BEGIN THE DATA
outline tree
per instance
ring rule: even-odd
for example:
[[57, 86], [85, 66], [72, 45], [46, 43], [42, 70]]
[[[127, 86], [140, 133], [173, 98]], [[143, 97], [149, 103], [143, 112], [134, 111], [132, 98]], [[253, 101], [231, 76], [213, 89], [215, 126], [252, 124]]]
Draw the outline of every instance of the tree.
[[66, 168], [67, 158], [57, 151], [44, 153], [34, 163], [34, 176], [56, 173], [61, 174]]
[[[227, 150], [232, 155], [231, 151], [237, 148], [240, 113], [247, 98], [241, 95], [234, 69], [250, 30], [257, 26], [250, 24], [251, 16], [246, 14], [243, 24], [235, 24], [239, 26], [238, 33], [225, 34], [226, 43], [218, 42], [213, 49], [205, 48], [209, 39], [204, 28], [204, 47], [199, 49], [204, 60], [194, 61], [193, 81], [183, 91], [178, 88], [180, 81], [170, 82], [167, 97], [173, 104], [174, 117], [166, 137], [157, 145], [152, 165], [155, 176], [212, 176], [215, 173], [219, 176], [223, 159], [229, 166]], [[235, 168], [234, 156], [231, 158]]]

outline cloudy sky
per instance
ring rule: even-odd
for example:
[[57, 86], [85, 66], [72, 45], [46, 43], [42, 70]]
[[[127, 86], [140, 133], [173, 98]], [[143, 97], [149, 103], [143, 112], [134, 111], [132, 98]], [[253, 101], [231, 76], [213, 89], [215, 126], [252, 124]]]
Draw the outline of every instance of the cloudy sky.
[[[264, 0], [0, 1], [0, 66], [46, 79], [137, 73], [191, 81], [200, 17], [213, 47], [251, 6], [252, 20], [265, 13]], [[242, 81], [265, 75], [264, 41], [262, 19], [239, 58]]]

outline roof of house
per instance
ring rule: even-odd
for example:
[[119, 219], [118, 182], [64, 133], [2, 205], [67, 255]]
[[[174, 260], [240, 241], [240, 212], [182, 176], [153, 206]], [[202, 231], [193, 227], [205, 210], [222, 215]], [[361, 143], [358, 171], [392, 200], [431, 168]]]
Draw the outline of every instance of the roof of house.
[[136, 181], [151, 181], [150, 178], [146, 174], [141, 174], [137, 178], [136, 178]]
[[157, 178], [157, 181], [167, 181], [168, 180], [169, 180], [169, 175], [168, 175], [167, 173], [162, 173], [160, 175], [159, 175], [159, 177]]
END THE DATA
**REQUIREMENTS**
Find the line with "outline roof of house" in the listing above, then write out that line and each remaining line exactly, with no other text.

**WRITTEN REPLY**
outline roof of house
per instance
ring rule: even-odd
for example:
[[119, 219], [118, 182], [64, 133], [2, 205], [67, 255]]
[[[174, 260], [240, 241], [240, 212], [182, 176], [153, 206]], [[202, 231], [193, 227], [205, 210], [222, 215]], [[361, 143], [358, 171], [392, 200], [431, 168]]]
Draw the outline of every instance of the roof of house.
[[136, 181], [151, 181], [150, 178], [146, 174], [141, 174], [137, 178], [136, 178]]
[[157, 178], [157, 181], [167, 181], [168, 180], [169, 180], [169, 175], [168, 175], [167, 173], [162, 173], [160, 175], [159, 175], [159, 177]]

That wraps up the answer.